EXERCISE:
At the line containing "Please spot the gray knit", begin setting down the entries exactly, and stop only after the last line.

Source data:

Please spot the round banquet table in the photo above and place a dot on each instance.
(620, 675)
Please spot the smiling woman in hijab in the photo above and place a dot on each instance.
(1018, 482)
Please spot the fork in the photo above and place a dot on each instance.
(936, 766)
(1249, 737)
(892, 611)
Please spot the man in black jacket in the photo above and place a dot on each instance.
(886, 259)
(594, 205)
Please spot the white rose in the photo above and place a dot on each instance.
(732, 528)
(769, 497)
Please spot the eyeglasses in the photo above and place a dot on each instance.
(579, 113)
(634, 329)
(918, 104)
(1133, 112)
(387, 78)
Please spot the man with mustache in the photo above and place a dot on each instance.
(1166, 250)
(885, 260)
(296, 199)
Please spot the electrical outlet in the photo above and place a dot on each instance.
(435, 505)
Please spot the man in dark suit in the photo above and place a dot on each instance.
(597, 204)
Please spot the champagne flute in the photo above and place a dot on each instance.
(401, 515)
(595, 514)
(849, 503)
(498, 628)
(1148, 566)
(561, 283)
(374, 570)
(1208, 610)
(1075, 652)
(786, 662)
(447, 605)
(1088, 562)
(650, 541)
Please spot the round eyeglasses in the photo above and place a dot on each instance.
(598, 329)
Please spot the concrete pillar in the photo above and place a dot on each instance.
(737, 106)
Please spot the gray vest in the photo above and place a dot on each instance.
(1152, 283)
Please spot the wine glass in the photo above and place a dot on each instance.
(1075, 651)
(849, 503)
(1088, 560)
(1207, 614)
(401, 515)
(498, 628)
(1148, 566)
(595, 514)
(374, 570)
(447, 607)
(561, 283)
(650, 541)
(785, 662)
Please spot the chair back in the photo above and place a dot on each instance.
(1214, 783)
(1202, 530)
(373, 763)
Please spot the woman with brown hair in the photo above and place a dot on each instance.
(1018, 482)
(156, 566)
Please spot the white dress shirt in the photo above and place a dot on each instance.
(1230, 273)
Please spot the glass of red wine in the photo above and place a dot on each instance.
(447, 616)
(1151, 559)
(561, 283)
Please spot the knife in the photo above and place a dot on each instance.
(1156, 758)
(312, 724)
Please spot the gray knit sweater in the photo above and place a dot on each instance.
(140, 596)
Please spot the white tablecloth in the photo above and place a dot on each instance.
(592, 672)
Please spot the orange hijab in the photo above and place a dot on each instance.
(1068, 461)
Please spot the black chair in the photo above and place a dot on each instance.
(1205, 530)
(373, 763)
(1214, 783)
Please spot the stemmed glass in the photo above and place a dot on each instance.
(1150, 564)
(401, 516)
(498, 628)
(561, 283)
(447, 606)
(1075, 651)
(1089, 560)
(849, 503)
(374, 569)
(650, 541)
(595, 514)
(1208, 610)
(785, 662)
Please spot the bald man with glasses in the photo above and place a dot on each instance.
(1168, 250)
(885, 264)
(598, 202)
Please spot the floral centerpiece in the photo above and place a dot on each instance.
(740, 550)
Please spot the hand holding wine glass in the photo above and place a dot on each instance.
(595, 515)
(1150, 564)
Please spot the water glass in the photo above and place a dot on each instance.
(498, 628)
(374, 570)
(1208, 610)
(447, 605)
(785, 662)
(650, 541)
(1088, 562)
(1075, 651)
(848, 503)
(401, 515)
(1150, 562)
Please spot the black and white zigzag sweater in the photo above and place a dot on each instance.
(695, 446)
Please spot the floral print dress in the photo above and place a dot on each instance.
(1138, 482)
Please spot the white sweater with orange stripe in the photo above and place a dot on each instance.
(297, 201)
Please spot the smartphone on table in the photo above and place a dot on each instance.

WRITTEN SOLUTION:
Please spot the gray knit sweater in the photo above and place a dot on each instance.
(140, 596)
Please spot the white tablecloth in the photo above and place a dot on each instance.
(592, 672)
Please spot the orange hijab in the photo above and place a dot on each instance.
(1068, 461)
Please spot the black chair in the photo above and place a dot on each instance.
(1205, 530)
(373, 763)
(1214, 783)
Please spot the stemmed glass in the photo above and place a dot on each instance.
(1150, 564)
(401, 516)
(498, 628)
(561, 283)
(447, 606)
(1075, 651)
(1089, 560)
(849, 503)
(374, 569)
(650, 541)
(595, 514)
(1208, 610)
(785, 662)
Please spot the bald man with glasses in the photo above and place a dot on each instance.
(1168, 250)
(885, 264)
(598, 202)
Please spot the floral centerpiece in the photo above and place a dot on each instance.
(740, 550)
Please spot the hand holding wine glass in the photo above and place a dot on each instance.
(595, 515)
(1150, 564)
Please spot the water glass in the photo above and place a dot on each instance.
(498, 628)
(374, 570)
(1208, 610)
(447, 605)
(785, 662)
(650, 541)
(1088, 562)
(1075, 651)
(848, 503)
(401, 515)
(1150, 562)
Please spot the black and white zigzag sweater in the photo above and place a dot on each instance.
(695, 446)
Please spot the floral print dress in the photo above and place a dot on each instance.
(1138, 482)
Please spot the white sweater with orange stripe in the photo above and place a dot on each instance.
(297, 201)
Please spot the smartphone on table in the photo above and place a dot on each instance.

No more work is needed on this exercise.